**Pflichtaufgaben:**
1) Beantworten Sie anhand des Interviews zur Tunnelabstimmung die folgenden Fragen.
(a) An welchem Tag findet die Tunnelabstimmung statt?
(b) Welche Funktion hat Thomas Baumgartner?
(c) Wann fand die Orientierungsversammlung des Initiativkomitees statt?
2) Schreiben Sie das Interview zur Tunnelabstimmung im Anschluss an die letzte Antwort von Thomas Baumgartner weiter.

**Vorgegebener Text:**
Die Tunnelabstimmung vom 21. Mai bewegt die Gemüter in Teufen und hinterlässt auch viele Fragen, weil zum Teil widersprüchliche Aussagen im Umlauf sind. Wir sprachen darüber mit Thomas Baumgartner, Direktor der Appenzeller Bahnen.
Interview: Erich Gmünder
Herr Baumgartner, Sie haben an der Orientierungsversammlung des Initiativkomitees vom 6. April aufmerksam zugehört und nicht nur einmal den Kopf geschüttelt, was hat Sie gestört?
Ich unterstützte die Information der Bevölkerung sehr; das Informationsbedürfnis ist zweifelsohne vorhanden. Allerdings müssen die Informationen korrekt und vor allem vollständig sein, ansonsten sie zu Verunsicherung, Missverständnissen und in der Folge möglicherweise zu Fehlentscheidungen führen können.

**Datensätze:**
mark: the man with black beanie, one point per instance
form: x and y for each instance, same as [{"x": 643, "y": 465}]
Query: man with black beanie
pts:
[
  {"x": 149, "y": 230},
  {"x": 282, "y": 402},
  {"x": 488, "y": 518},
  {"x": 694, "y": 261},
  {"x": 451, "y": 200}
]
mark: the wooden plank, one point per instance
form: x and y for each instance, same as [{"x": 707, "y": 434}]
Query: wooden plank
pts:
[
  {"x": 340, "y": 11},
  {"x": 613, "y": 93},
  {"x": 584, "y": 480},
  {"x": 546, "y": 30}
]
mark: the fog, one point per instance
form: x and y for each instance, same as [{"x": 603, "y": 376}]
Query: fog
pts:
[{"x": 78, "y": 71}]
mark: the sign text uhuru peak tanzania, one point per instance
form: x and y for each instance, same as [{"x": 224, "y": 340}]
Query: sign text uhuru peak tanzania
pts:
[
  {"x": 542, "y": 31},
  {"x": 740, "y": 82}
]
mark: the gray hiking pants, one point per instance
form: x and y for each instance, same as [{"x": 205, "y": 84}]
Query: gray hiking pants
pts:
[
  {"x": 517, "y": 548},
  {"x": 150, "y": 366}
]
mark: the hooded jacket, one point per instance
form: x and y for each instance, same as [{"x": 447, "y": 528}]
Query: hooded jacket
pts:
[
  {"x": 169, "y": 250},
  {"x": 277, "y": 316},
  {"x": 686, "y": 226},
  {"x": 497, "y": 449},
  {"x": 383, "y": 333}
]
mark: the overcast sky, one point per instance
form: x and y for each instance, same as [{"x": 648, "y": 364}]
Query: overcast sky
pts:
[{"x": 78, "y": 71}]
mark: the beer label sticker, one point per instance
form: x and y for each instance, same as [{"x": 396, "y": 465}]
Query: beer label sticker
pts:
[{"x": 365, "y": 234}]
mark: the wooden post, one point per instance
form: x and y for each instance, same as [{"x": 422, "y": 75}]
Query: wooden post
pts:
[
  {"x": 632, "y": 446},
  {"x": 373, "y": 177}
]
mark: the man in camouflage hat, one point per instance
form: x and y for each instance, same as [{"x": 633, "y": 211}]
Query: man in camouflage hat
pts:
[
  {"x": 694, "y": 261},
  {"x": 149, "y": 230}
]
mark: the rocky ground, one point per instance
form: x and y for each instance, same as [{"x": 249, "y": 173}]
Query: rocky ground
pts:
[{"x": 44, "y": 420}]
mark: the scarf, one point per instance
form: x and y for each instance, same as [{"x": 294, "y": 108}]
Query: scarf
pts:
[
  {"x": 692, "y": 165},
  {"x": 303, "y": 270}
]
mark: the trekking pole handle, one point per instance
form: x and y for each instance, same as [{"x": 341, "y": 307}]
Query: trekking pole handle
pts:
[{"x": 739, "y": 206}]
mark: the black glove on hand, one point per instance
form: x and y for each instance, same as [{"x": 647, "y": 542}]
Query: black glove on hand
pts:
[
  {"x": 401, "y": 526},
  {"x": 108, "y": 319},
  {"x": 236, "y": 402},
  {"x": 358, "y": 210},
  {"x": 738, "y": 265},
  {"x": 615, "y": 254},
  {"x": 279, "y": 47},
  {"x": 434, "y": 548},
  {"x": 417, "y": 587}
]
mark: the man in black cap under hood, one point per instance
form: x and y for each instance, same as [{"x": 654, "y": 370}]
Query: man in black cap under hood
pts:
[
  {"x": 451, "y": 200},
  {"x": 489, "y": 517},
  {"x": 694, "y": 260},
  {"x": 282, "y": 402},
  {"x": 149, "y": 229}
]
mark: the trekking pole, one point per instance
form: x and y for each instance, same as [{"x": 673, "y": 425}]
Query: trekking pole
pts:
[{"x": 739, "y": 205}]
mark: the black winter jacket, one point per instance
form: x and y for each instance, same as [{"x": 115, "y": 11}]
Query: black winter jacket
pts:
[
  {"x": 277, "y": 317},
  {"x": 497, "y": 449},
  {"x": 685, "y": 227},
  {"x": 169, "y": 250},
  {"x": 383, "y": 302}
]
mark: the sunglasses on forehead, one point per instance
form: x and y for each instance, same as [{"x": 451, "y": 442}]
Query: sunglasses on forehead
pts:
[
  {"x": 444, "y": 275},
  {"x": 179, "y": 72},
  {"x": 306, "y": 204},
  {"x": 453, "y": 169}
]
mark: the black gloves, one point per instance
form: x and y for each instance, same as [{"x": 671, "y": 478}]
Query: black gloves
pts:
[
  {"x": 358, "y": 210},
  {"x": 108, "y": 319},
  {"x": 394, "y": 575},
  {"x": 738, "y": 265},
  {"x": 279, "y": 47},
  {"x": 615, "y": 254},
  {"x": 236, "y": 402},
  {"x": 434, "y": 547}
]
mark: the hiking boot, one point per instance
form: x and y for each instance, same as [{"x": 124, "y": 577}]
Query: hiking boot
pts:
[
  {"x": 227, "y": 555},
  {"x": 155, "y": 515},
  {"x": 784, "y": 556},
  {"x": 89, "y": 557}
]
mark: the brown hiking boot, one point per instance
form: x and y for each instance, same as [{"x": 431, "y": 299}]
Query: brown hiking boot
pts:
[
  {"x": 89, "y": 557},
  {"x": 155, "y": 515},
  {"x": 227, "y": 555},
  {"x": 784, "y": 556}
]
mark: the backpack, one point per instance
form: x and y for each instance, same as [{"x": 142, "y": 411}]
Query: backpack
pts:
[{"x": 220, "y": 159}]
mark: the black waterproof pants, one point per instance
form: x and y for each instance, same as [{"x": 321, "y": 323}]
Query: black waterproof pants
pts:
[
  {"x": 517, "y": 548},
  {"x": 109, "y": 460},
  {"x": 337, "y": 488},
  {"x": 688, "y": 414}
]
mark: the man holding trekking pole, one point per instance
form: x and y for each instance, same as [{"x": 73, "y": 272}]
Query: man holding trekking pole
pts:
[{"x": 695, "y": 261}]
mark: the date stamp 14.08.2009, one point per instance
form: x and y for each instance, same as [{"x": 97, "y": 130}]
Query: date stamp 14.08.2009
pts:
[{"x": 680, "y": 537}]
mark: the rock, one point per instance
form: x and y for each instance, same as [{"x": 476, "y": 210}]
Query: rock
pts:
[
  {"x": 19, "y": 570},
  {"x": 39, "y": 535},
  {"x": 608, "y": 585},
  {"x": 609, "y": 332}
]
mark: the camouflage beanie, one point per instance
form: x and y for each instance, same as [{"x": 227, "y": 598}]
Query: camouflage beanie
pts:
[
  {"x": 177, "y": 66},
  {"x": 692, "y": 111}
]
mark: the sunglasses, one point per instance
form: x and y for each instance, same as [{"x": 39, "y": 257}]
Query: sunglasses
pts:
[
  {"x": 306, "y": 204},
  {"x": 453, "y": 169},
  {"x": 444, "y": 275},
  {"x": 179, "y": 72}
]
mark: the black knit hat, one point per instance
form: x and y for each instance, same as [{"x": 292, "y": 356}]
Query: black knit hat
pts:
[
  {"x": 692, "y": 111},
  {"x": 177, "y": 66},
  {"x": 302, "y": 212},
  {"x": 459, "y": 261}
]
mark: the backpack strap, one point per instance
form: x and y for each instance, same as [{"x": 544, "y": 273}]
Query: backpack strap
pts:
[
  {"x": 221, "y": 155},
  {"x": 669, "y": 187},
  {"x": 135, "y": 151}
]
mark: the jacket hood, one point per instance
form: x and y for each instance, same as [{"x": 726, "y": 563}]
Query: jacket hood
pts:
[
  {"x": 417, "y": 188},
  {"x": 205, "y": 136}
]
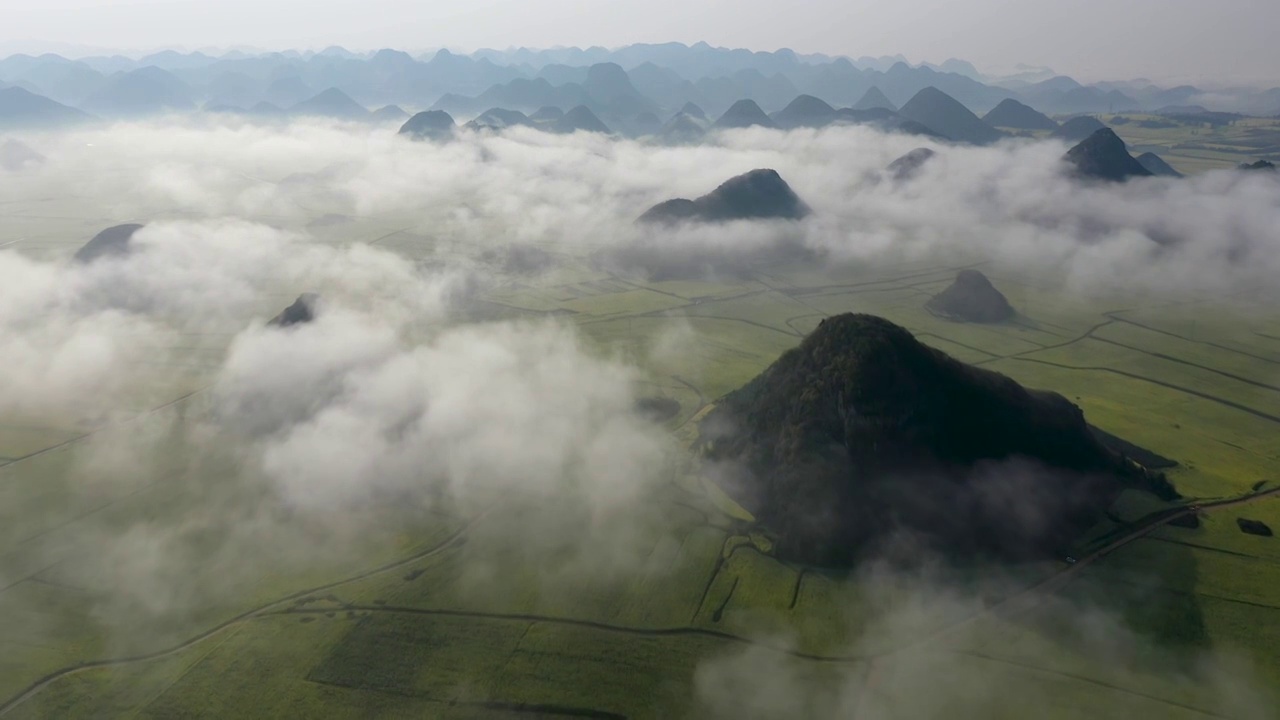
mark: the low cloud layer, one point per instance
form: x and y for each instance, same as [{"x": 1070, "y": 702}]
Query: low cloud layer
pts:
[
  {"x": 304, "y": 437},
  {"x": 1011, "y": 204}
]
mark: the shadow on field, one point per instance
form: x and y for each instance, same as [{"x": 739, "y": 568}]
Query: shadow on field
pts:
[{"x": 1148, "y": 589}]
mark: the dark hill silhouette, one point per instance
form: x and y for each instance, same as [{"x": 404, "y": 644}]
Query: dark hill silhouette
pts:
[
  {"x": 804, "y": 112},
  {"x": 910, "y": 164},
  {"x": 758, "y": 194},
  {"x": 1104, "y": 156},
  {"x": 16, "y": 156},
  {"x": 141, "y": 92},
  {"x": 498, "y": 118},
  {"x": 945, "y": 114},
  {"x": 580, "y": 118},
  {"x": 112, "y": 242},
  {"x": 744, "y": 114},
  {"x": 1078, "y": 128},
  {"x": 972, "y": 299},
  {"x": 547, "y": 114},
  {"x": 332, "y": 103},
  {"x": 1258, "y": 165},
  {"x": 389, "y": 114},
  {"x": 1157, "y": 165},
  {"x": 430, "y": 124},
  {"x": 23, "y": 109},
  {"x": 1013, "y": 114},
  {"x": 873, "y": 99},
  {"x": 863, "y": 433},
  {"x": 694, "y": 112},
  {"x": 304, "y": 310},
  {"x": 682, "y": 128}
]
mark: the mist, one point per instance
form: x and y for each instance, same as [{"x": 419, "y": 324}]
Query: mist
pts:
[{"x": 306, "y": 447}]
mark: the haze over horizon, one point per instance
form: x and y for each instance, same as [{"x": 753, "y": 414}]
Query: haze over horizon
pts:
[{"x": 1091, "y": 40}]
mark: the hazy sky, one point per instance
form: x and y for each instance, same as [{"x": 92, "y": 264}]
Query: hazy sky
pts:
[{"x": 1230, "y": 40}]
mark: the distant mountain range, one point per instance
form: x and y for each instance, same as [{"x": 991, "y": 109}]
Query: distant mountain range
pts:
[{"x": 613, "y": 83}]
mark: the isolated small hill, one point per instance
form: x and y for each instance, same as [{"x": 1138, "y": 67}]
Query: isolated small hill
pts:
[
  {"x": 886, "y": 121},
  {"x": 682, "y": 130},
  {"x": 945, "y": 114},
  {"x": 287, "y": 91},
  {"x": 1104, "y": 156},
  {"x": 909, "y": 165},
  {"x": 873, "y": 99},
  {"x": 332, "y": 103},
  {"x": 1157, "y": 165},
  {"x": 694, "y": 112},
  {"x": 498, "y": 118},
  {"x": 1258, "y": 165},
  {"x": 1013, "y": 114},
  {"x": 23, "y": 109},
  {"x": 1078, "y": 128},
  {"x": 744, "y": 114},
  {"x": 611, "y": 91},
  {"x": 972, "y": 299},
  {"x": 547, "y": 114},
  {"x": 804, "y": 112},
  {"x": 754, "y": 195},
  {"x": 304, "y": 310},
  {"x": 16, "y": 156},
  {"x": 430, "y": 124},
  {"x": 112, "y": 242},
  {"x": 580, "y": 118},
  {"x": 862, "y": 434},
  {"x": 144, "y": 91},
  {"x": 389, "y": 114}
]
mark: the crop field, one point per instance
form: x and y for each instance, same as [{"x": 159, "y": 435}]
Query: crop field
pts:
[
  {"x": 1192, "y": 149},
  {"x": 442, "y": 616}
]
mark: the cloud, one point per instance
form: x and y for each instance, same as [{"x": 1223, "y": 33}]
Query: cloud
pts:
[{"x": 310, "y": 446}]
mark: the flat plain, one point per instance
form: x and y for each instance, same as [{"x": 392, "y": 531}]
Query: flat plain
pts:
[{"x": 402, "y": 628}]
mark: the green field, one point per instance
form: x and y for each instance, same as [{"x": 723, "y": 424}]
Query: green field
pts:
[
  {"x": 398, "y": 624},
  {"x": 1197, "y": 147}
]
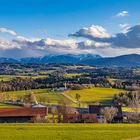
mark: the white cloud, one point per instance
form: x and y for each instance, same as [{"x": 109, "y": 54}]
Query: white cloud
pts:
[
  {"x": 5, "y": 30},
  {"x": 93, "y": 31},
  {"x": 123, "y": 14},
  {"x": 128, "y": 39},
  {"x": 124, "y": 27},
  {"x": 5, "y": 44}
]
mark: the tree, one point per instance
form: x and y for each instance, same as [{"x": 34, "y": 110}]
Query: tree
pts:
[
  {"x": 77, "y": 97},
  {"x": 109, "y": 113},
  {"x": 135, "y": 106}
]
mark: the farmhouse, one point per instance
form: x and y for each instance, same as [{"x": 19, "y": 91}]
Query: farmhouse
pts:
[
  {"x": 96, "y": 109},
  {"x": 22, "y": 115},
  {"x": 73, "y": 118}
]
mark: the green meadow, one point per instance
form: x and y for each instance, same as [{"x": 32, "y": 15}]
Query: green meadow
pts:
[
  {"x": 70, "y": 132},
  {"x": 88, "y": 96}
]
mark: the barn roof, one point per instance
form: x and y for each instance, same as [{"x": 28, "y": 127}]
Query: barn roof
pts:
[{"x": 96, "y": 109}]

**Lösungen je Aufgabe:**
1)
(a) Am 21. Mai.
(b) Er ist Direktor der Appenzeller Bahnen.
(c) Am 6. April.

2)
Ein Punkt, wozu Sie im Nachgang gegenüber den Medien Stellung genommen haben, waren die Aussagen von Christian Ehrbar, wonach ihm Herr Hitz gesagt habe, dass die Haltestellen beim Stofel und beim Sternen auf die Strasse verlegt werden sollen, womit der Individualverkehr nicht mehr überholen kann. Das stimme so nicht, sagten Sie.
Es wurde vor allem mit einer Bestimmtheit gesagt – und damit der Eindruck erweckt –, als sei dies beschlossene Sache. Wir projektieren seit dem Nein zum Tunnelkredit im Januar 2015 die Doppelspur, seit Anfang dieses Jahres auch im Bereich Dorfzentrum bis Stofel. Ein wichtiger Teil dieser Projektierungsarbeit sind die Fragen, wo genau die Doppelspur auf die Einspur wechselt und wo die zukünftige Haltestelle Stofel hinkommen soll. Diese Fragen sind Gegenstand des laufenden Variantenstudiums inkl. Haltestellengestaltung. Beschlossen ist diesbezüglich noch gar nichts.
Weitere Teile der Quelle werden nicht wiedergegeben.